EXERCISE A: In the lysostaphin abstract, copy out everything from "Aim: This study" down to "spectroscopy (FTIR) analyses.", swapping "SNPs" for "AgNPs".
EXERCISE B: Which analytical methods does the lysostaphin abstract name as confirming the silver ion reduction?

SELECTED EXTRACT:
=== Section Start ===
Anti-MRSA effects of synergism of recombinant lysostaphin with biosynthesized silver nanoparticles.

Abstract

Background: Methicillin-resistant Staphylococcus aureus (MRSA) strains become a major challenge to public health and health provider due to their wide spread and resistance to wide spectrum of antibacterial agents.

Aim: This study aimed to characterize recombinant lysostaphin produced by Escherichia coli BL21(DE3) and to investigate the biosynthesis of silver nanoparticles (SNPs) by Candida albicans against MRSA.

Methods: Samples were collected from vaginal samples. The methods included efficient cloning, expression, and purification of recombinant lysostaphin, a potent antibacterial enzyme targeting S. aureus, and achieved with advanced molecular techniques in E. coli BL21(DE3). The SNPs were synthesized using a biogenic approach with C. albicans, demonstrating stable and efficient silver ion reduction, as confirmed by ultraviolet-visible spectroscopy, scanning electron microscope, and Fourier-transform infrared spectroscopy (FTIR) analyses.
=== Section End ===
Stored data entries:
=== Section Start ===
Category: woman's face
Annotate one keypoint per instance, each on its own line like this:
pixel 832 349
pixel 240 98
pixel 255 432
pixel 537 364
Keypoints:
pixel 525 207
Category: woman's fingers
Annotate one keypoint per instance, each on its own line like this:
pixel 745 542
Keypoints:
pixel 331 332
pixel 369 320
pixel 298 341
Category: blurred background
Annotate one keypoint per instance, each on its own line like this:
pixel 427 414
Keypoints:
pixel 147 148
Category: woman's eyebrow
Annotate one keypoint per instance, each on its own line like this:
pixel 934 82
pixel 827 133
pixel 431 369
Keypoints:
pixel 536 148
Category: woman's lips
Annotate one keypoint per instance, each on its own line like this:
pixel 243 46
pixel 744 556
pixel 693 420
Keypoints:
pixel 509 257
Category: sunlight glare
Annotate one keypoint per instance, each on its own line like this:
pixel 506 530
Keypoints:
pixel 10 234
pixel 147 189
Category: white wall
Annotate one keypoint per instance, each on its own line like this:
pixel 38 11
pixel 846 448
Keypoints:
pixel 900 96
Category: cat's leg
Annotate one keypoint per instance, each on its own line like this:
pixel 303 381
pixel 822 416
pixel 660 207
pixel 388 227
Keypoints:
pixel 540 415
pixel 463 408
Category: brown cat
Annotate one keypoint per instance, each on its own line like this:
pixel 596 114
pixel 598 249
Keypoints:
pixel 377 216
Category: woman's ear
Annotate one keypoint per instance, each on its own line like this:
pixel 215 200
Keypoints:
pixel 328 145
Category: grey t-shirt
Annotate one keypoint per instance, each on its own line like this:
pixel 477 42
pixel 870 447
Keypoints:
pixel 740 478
=== Section End ===
RESPONSE BOX A:
Aim: This study aimed to characterize recombinant lysostaphin produced by Escherichia coli BL21(DE3) and to investigate the biosynthesis of silver nanoparticles (AgNPs) by Candida albicans against MRSA.

Methods: Samples were collected from vaginal samples. The methods included efficient cloning, expression, and purification of recombinant lysostaphin, a potent antibacterial enzyme targeting S. aureus, and achieved with advanced molecular techniques in E. coli BL21(DE3). The AgNPs were synthesized using a biogenic approach with C. albicans, demonstrating stable and efficient silver ion reduction, as confirmed by ultraviolet-visible spectroscopy, scanning electron microscope, and Fourier-transform infrared spectroscopy (FTIR) analyses.

RESPONSE BOX B:
Ultraviolet-visible spectroscopy
Scanning electron microscope
Fourier-transform infrared spectroscopy (FTIR)